*The problem*: Starting at the line below that contains "Each instance of the rear door" and ending with the line that contains "x=753 y=384", both included, write those entries out again, requests and all. Scale every answer coordinate by 0.8 and round to whole numbers with halves going up, and give no other lines.

########

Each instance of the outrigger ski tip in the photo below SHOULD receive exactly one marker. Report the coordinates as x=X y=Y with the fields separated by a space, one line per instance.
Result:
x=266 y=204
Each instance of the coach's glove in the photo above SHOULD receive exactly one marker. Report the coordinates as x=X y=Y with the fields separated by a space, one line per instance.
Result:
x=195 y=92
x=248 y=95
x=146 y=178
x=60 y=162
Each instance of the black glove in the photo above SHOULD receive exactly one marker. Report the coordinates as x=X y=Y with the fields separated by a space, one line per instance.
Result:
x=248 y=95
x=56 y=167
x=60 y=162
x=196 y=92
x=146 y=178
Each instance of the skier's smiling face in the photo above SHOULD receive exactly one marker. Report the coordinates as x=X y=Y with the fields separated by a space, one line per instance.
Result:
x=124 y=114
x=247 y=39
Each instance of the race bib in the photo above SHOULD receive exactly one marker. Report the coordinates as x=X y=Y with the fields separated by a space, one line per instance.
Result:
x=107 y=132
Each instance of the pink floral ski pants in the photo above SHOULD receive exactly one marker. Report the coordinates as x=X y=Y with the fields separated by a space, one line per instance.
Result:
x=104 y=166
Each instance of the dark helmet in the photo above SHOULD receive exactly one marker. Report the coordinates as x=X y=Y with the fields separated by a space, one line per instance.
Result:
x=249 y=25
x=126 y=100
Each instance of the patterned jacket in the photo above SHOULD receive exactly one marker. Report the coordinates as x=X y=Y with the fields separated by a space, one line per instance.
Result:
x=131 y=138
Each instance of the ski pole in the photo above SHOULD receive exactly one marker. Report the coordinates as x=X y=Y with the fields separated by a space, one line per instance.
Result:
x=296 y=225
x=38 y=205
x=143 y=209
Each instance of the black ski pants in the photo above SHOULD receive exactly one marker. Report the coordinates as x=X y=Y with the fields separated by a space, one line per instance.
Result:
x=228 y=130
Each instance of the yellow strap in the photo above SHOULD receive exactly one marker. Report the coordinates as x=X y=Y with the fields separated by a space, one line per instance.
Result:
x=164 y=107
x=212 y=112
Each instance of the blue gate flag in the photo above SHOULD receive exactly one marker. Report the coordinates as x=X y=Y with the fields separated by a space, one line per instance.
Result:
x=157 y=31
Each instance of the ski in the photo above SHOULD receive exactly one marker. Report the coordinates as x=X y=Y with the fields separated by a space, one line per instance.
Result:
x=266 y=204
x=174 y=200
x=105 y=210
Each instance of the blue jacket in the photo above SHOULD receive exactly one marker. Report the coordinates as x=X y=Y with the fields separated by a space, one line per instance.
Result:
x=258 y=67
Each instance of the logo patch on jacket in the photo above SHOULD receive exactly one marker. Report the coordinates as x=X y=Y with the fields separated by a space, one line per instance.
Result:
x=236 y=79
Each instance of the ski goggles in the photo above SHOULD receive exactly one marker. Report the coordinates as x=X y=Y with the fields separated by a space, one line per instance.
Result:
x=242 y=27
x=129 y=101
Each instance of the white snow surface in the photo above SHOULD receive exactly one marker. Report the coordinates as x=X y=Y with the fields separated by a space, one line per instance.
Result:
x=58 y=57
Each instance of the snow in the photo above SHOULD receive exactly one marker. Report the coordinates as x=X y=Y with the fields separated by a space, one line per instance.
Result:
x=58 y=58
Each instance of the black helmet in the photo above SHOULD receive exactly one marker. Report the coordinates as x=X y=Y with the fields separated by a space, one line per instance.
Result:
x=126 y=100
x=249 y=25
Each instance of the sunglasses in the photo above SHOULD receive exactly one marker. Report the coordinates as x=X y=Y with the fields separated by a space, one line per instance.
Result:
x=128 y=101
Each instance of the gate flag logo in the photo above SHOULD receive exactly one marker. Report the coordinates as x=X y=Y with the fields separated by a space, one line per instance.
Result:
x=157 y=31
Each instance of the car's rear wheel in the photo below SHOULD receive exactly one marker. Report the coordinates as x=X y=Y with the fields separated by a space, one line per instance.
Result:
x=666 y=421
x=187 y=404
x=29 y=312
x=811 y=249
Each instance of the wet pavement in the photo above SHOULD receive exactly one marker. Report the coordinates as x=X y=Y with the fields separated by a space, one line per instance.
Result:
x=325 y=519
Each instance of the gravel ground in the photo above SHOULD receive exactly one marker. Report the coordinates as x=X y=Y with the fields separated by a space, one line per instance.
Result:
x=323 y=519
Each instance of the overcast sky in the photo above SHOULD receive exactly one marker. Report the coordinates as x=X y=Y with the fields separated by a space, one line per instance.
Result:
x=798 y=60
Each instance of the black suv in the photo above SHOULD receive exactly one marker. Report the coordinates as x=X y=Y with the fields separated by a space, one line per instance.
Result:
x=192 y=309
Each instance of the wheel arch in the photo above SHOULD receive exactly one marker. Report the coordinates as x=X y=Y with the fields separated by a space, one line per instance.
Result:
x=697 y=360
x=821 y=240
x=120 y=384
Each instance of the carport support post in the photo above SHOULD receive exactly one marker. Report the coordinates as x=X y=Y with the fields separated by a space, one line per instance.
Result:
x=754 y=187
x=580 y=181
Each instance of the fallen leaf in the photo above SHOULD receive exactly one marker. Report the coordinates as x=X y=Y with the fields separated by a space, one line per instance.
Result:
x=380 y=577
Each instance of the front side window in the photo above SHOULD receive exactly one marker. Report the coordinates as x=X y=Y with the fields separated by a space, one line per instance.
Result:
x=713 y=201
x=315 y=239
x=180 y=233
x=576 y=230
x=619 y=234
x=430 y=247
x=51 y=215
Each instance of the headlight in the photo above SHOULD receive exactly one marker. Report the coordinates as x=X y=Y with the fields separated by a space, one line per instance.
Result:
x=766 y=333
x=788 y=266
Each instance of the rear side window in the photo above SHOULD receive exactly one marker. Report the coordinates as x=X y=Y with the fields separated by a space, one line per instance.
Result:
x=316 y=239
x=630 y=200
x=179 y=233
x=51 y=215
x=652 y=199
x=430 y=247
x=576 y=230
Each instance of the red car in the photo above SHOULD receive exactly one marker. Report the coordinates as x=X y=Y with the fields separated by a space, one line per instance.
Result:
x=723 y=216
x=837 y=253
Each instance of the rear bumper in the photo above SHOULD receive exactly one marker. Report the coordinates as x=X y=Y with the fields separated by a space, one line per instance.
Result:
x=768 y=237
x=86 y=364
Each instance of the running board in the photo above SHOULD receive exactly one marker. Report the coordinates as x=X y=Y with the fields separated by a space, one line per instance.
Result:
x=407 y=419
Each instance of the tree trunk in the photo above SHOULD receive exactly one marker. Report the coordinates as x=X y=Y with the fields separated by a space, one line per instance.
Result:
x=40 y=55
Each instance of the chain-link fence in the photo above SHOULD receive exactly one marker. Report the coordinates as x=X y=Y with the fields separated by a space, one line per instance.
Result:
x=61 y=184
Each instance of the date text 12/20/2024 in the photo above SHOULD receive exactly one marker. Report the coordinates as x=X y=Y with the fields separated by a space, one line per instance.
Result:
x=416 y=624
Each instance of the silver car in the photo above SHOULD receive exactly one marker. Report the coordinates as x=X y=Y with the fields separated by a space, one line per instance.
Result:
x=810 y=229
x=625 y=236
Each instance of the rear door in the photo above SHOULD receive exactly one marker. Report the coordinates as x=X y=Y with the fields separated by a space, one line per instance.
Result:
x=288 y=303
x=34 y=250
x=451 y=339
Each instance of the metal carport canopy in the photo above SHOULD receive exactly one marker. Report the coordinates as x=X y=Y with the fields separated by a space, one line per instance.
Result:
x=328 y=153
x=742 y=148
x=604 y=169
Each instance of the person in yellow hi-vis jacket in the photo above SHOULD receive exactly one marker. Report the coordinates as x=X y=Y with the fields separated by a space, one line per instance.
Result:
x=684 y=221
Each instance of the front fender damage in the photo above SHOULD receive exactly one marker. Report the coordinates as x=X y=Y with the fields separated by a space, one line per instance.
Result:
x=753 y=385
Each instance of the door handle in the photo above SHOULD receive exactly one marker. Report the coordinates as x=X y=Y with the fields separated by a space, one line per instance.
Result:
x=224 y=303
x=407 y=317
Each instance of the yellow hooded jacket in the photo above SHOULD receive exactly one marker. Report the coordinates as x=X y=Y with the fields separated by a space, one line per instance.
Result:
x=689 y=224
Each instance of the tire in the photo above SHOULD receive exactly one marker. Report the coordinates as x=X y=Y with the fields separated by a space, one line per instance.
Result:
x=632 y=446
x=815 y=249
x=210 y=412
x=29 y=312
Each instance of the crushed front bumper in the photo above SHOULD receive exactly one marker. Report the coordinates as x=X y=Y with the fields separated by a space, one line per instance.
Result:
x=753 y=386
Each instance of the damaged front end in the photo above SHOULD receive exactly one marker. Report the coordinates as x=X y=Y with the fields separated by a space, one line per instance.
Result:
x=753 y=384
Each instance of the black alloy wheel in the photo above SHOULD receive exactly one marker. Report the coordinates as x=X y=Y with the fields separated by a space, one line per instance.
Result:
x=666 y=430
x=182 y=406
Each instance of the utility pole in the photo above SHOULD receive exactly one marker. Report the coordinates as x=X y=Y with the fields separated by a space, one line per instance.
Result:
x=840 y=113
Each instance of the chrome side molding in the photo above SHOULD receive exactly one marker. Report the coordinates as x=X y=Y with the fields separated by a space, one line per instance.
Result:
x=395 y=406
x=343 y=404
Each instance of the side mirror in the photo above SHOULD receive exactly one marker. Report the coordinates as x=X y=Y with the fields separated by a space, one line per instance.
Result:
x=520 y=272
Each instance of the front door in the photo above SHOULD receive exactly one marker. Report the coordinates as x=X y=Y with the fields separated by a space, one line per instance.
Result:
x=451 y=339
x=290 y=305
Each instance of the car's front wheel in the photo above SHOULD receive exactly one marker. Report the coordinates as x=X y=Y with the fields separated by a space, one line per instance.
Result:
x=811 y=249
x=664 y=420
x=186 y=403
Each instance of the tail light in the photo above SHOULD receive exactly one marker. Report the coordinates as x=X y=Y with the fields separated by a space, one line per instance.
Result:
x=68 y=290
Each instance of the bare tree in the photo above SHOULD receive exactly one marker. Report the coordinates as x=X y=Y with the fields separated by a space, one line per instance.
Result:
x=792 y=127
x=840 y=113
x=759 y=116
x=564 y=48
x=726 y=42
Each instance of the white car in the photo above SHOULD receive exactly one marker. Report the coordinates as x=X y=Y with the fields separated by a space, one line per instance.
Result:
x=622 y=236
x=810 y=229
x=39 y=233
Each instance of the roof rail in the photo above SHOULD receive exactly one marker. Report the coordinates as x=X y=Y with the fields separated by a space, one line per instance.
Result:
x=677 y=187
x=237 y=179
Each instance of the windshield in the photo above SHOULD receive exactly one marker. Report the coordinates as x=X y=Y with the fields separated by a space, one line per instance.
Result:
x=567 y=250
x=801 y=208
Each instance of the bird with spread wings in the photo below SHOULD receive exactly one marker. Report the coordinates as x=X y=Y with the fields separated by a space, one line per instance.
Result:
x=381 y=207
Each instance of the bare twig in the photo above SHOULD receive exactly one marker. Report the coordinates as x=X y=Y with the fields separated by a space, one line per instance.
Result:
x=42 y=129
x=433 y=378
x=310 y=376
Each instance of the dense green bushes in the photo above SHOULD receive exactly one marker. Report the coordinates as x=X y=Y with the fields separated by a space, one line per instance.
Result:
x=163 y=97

########

*Finished answer*:
Each instance of the rear door in the photo above SHOULD receive exactly one marker. Report the coordinates as x=X y=Y with the fields separated by a space, one line per instance.
Result:
x=230 y=242
x=27 y=200
x=361 y=271
Each instance of the metal carport canopy in the photo above SHOULD receive exactly one marker. Report the coordinates as x=X y=Y with the fields separated by a space, one line per instance.
Result:
x=262 y=122
x=594 y=118
x=483 y=135
Each instance of the person in yellow hi-vis jacket in the photo above SHOULD receive exactly one marker. Report the coordinates as x=X y=Y with the fields separated by a space, one line per instance.
Result:
x=547 y=177
Each instance of the front fender damage in the photo above SHOULD receive exactly one marker. Report the coordinates as x=X y=Y with the fields separated by a space, one line per instance.
Result:
x=602 y=308
Each instance of the door handle in the photo above SHOULD receive exactly one marker. Report the coordinates as x=X y=Y with the fields separated by a space, one line per instance.
Result:
x=179 y=242
x=326 y=254
Each instance of the yellow hooded jacket in the photo above SHOULD receive exactly one marker. Report the coordinates as x=X y=Y with the fields separated by a space, one line per instance.
Result:
x=551 y=179
Each instance of the tire in the photo above SHOULD receive exactly one marker. Report the coordinates as x=X y=Y with the fields separated by a space, one line per instance.
Result:
x=506 y=357
x=652 y=199
x=168 y=330
x=23 y=250
Each instance of the crushed front bumper in the photo above SHOULD receive exactly one marker. Report the coordinates as x=X y=Y with the fields separated by a space, one line per instance.
Result:
x=602 y=309
Each instance of the damaged front end in the photo above SHOULD receive exactly one marker. Report the coordinates as x=X y=Y with the fields separated by a space, one line per instance.
Result:
x=602 y=307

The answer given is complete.